Collection entries
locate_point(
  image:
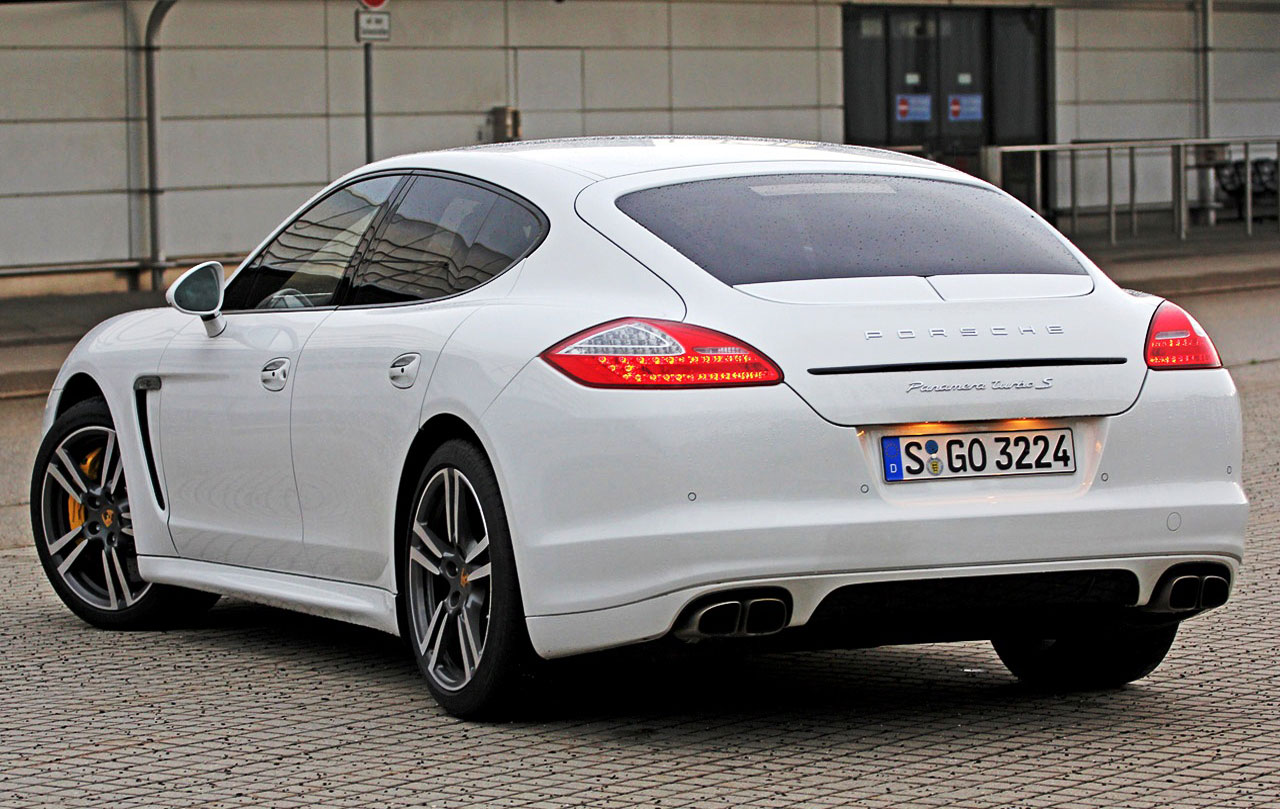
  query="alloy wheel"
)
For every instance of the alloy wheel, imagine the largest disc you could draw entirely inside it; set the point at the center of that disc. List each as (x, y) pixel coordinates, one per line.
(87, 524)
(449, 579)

* * *

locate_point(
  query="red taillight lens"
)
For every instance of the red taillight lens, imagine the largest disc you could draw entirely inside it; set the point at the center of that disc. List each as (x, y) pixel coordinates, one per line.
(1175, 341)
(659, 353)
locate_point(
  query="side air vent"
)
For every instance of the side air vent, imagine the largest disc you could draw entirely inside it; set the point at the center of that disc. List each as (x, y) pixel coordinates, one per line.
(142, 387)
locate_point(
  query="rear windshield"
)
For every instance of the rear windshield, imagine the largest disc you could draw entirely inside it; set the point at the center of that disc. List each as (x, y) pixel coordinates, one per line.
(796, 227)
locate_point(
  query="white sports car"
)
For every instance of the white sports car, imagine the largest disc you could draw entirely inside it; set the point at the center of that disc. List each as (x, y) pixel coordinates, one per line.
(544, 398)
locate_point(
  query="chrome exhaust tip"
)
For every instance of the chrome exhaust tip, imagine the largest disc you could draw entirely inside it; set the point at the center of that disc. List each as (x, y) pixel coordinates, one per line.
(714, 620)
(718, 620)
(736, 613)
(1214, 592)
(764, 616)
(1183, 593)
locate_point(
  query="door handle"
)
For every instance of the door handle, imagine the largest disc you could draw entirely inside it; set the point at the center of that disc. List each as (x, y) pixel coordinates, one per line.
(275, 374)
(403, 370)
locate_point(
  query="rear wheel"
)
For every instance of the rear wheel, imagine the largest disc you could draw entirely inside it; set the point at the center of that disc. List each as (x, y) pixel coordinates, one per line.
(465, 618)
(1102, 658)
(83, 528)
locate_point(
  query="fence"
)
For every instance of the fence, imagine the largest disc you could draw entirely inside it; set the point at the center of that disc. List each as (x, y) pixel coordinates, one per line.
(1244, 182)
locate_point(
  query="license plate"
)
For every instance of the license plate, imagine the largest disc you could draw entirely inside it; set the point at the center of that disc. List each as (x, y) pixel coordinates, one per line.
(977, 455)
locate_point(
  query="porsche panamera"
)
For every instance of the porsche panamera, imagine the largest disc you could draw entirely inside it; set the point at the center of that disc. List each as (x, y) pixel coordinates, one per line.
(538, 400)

* * *

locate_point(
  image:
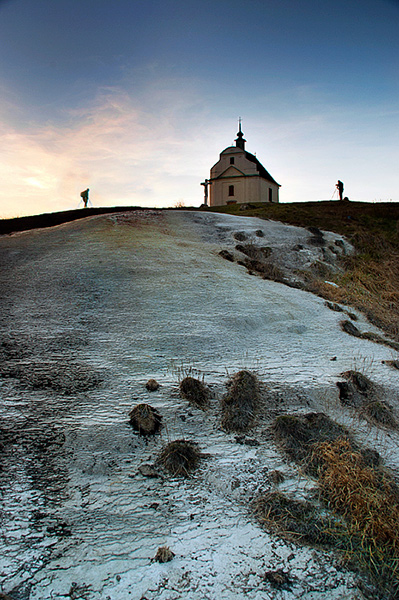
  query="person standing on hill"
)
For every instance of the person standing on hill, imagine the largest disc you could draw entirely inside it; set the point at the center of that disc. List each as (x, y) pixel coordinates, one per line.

Work required:
Copy every line of the data that carries the word "query".

Solution for this problem:
  query="alloy wheel"
  query="red taillight lens"
  query="side air vent"
  query="rear windshield"
  query="white sports car"
  query="chrome exhaust tip"
  query="door handle"
  query="rear wheel"
  query="fence"
  query="license plate"
  query="porsche panamera"
  query="person standing on hill"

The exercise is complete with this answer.